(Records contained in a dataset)
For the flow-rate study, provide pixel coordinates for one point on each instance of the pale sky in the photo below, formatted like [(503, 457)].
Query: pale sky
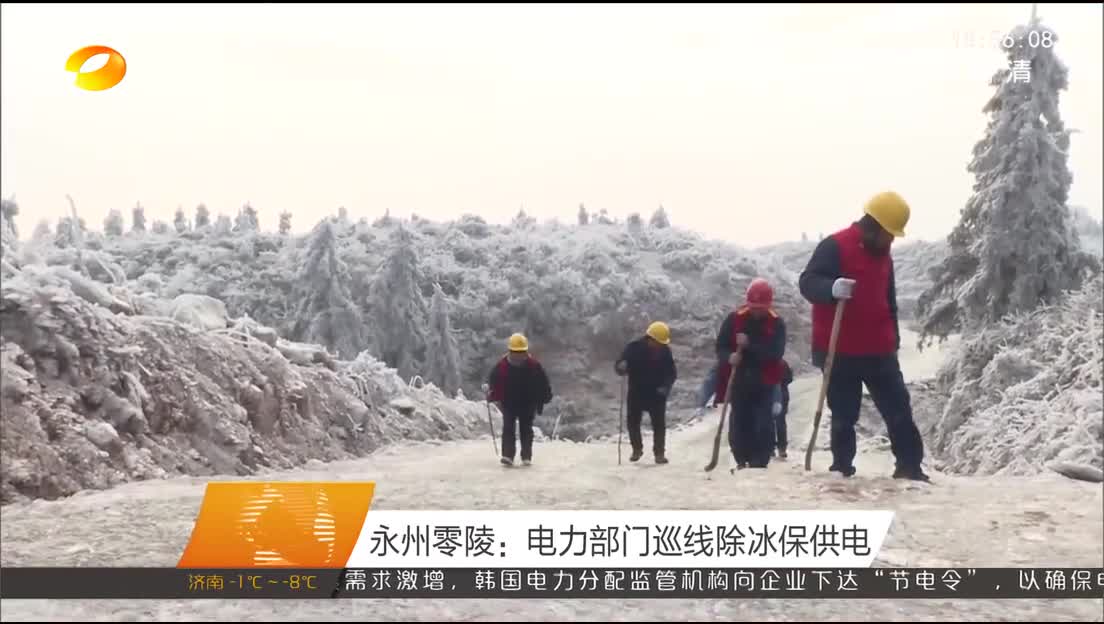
[(747, 123)]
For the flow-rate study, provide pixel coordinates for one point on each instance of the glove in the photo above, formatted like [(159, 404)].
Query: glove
[(842, 288)]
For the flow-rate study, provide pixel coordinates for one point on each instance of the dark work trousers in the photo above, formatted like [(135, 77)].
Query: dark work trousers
[(516, 422), (883, 379), (657, 410), (751, 426), (781, 440)]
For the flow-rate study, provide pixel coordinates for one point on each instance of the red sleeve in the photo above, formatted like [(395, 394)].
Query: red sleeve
[(497, 392)]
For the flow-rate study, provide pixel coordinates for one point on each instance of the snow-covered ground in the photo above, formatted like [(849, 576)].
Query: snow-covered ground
[(976, 521)]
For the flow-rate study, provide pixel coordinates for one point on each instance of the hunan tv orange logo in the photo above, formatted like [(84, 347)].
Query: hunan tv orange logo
[(103, 78), (277, 525)]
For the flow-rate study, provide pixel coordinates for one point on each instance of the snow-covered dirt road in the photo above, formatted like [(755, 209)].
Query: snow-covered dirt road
[(966, 521)]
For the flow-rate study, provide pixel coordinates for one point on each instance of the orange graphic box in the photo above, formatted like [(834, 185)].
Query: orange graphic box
[(277, 525)]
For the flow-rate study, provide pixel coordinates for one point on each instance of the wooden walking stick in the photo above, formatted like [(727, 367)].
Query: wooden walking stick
[(720, 427), (621, 420), (824, 382)]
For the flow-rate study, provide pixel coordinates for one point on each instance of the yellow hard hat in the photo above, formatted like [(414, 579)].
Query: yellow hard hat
[(519, 344), (890, 211), (659, 332)]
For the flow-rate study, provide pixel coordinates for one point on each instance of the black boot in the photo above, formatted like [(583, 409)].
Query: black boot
[(915, 474)]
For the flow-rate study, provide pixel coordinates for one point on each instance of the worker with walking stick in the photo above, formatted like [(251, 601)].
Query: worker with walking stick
[(858, 345), (520, 388), (750, 347), (651, 373)]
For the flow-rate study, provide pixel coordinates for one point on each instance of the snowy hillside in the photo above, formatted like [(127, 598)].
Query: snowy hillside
[(94, 395), (1028, 392), (1042, 520), (579, 292)]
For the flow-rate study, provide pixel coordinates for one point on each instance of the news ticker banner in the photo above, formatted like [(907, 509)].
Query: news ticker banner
[(783, 583), (329, 525)]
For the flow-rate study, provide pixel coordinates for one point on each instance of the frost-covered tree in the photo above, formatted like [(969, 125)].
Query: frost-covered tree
[(522, 221), (223, 225), (113, 223), (42, 231), (659, 219), (179, 221), (384, 221), (246, 220), (442, 352), (634, 221), (69, 232), (399, 308), (327, 314), (202, 217), (138, 219), (8, 232), (1014, 247), (9, 209)]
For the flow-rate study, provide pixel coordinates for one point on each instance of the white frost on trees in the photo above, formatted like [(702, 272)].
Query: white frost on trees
[(67, 233), (327, 314), (223, 225), (113, 223), (138, 219), (1027, 391), (443, 355), (635, 222), (179, 221), (659, 219), (42, 231), (202, 217), (8, 210), (522, 221), (1014, 247), (399, 310), (246, 220)]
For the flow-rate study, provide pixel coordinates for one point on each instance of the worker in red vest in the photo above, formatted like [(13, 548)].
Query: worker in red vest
[(752, 341), (519, 388), (855, 264)]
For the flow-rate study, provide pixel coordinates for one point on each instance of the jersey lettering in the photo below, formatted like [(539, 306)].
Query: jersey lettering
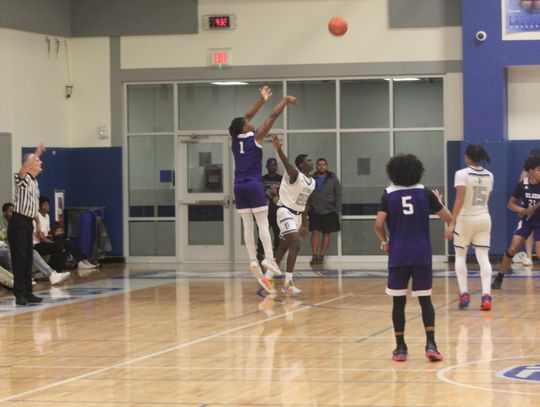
[(480, 195), (408, 208)]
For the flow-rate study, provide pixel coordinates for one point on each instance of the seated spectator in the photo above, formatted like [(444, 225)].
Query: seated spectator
[(43, 270), (69, 248), (43, 242)]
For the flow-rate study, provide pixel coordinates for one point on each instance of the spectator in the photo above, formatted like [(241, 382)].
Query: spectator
[(47, 238), (271, 182), (43, 242), (44, 271), (324, 209)]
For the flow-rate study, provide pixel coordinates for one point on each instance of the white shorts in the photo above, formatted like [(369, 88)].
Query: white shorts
[(473, 229), (288, 222)]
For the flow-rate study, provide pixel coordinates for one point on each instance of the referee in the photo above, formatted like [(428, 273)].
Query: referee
[(20, 228)]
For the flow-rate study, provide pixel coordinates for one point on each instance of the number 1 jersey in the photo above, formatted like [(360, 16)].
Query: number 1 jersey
[(247, 158), (408, 210)]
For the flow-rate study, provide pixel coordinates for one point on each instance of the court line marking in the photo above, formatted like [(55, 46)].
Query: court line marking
[(277, 369), (441, 375), (161, 352)]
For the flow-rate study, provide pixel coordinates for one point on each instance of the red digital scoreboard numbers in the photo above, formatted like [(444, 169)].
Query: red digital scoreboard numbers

=== Action item ===
A single number is expected: the count of lines in the preceding entries that contain "numbers".

=== Solution ===
2